» Job:
Count the lines in the entries below that contain the string "conical" and reply with that number alone.

▬▬▬

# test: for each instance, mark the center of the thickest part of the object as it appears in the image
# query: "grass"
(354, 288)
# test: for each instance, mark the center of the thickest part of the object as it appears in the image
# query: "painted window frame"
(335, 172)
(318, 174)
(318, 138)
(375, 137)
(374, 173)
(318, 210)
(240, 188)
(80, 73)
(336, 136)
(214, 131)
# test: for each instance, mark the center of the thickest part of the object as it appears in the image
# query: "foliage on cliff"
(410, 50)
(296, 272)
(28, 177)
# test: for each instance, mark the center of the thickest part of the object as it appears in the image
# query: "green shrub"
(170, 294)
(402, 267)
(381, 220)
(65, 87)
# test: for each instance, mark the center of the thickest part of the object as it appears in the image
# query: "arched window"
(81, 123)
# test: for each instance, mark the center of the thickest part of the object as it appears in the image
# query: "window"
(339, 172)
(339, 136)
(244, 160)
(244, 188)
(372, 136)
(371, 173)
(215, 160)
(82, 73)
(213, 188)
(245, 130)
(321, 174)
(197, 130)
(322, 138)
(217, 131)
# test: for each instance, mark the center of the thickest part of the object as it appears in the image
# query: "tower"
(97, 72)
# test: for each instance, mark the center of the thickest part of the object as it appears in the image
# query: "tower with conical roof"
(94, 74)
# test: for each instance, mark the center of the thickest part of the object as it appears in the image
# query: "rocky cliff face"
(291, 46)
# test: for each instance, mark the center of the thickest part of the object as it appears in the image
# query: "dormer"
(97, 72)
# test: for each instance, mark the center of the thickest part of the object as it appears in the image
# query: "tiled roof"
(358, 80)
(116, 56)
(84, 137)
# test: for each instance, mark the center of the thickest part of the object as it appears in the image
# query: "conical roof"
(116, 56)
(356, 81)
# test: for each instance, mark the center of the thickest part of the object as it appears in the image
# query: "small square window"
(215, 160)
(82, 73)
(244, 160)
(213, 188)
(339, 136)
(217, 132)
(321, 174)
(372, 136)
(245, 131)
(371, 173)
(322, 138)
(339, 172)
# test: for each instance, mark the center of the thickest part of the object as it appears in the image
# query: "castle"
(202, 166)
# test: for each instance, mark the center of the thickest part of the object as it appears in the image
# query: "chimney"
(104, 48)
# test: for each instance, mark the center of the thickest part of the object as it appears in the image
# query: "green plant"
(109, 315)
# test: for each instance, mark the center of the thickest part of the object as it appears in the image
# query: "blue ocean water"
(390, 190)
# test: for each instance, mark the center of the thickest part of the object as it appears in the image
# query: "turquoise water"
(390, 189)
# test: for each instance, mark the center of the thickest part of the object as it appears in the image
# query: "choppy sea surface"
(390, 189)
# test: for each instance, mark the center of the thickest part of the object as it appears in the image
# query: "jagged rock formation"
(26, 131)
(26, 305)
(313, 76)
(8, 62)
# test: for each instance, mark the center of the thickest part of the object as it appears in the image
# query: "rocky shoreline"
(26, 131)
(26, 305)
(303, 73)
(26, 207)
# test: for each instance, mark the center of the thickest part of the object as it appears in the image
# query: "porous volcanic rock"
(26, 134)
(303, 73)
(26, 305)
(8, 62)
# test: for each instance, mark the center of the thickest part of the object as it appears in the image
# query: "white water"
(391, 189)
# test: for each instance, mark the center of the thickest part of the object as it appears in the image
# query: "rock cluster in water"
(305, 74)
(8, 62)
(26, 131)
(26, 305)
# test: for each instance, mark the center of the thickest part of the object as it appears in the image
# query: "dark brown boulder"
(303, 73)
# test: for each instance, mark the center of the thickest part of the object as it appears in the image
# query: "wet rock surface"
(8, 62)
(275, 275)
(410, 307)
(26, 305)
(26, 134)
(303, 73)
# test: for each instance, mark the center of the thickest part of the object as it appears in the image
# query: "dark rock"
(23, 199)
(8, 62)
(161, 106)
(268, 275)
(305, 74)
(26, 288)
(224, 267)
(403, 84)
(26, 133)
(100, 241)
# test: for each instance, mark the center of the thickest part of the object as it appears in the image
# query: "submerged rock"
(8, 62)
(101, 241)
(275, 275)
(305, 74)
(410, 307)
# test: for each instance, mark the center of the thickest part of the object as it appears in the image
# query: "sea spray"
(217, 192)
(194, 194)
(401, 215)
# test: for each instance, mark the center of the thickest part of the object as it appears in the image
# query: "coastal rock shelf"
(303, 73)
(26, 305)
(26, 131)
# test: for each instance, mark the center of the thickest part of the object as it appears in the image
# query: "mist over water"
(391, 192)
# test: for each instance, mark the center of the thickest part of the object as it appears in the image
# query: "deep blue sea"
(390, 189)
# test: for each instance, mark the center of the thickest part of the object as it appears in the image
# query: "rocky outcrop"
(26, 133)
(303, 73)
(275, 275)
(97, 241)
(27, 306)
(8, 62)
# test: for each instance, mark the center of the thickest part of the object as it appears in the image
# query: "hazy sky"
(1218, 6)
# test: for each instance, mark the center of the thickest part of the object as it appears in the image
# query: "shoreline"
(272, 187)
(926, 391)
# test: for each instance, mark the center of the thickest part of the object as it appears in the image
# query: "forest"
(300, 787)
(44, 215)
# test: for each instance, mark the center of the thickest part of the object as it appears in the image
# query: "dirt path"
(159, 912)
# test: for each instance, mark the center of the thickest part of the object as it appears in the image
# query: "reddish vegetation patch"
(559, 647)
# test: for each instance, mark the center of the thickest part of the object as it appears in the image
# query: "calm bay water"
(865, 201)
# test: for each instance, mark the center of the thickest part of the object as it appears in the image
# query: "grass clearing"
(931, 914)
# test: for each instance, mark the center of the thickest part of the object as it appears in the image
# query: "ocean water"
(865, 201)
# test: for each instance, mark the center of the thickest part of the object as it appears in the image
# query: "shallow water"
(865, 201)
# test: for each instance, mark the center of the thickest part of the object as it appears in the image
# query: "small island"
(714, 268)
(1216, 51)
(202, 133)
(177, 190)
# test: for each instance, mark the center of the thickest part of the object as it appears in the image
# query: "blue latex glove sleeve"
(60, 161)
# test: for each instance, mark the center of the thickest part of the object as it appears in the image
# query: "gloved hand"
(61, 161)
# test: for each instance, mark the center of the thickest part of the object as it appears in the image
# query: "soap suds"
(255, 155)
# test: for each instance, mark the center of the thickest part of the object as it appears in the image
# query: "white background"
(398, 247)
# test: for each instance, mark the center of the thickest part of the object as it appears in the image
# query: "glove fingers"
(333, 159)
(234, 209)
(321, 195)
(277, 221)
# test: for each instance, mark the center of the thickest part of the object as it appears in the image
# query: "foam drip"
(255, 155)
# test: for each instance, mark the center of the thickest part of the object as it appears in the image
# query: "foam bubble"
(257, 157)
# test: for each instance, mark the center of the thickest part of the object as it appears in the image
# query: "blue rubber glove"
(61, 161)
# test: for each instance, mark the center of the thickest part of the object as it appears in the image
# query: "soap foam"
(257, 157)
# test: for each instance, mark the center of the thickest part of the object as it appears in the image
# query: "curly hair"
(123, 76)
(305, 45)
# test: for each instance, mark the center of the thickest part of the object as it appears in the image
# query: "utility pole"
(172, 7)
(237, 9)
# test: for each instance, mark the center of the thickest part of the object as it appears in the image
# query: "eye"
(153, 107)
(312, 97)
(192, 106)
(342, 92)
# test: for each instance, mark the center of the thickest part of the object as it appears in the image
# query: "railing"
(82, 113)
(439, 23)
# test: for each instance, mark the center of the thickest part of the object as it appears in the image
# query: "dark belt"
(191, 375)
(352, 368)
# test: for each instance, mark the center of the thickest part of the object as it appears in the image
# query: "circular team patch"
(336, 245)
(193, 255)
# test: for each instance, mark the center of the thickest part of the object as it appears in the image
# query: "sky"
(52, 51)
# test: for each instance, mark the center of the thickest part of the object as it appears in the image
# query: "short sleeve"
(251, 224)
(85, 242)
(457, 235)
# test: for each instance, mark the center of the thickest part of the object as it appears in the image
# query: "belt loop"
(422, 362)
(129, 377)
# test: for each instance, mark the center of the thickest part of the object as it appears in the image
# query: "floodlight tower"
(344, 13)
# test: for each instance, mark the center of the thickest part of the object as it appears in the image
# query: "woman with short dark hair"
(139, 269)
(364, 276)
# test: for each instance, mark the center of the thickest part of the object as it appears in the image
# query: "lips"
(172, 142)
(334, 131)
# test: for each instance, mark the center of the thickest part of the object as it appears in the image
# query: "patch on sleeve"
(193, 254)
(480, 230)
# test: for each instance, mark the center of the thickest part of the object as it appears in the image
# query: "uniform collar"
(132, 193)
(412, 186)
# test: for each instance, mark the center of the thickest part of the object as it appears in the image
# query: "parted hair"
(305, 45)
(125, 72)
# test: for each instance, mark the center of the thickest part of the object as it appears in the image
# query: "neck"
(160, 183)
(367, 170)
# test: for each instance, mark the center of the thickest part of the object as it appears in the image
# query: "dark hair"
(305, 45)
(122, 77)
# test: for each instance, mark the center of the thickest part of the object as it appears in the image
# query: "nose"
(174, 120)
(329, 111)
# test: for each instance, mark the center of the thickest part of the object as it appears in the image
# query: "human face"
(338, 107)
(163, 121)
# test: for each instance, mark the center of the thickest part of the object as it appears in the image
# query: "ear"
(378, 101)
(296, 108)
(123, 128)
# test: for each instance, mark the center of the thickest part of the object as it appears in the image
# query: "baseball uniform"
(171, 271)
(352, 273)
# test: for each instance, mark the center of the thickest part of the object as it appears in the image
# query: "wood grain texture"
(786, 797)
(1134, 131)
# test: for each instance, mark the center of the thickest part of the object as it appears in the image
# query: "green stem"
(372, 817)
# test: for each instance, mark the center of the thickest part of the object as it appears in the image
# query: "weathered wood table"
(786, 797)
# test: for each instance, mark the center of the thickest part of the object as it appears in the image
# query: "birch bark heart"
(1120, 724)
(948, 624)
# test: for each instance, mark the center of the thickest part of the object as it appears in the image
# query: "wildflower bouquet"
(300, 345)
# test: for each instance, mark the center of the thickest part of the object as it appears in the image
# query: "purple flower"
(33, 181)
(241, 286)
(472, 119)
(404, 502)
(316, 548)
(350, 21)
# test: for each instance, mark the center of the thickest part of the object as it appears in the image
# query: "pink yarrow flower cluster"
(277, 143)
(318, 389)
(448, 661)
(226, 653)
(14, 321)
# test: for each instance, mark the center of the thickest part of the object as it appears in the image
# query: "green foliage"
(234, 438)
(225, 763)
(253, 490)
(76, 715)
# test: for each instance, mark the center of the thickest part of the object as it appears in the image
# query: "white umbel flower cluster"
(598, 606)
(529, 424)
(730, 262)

▬▬▬

» Answer to the exercise:
2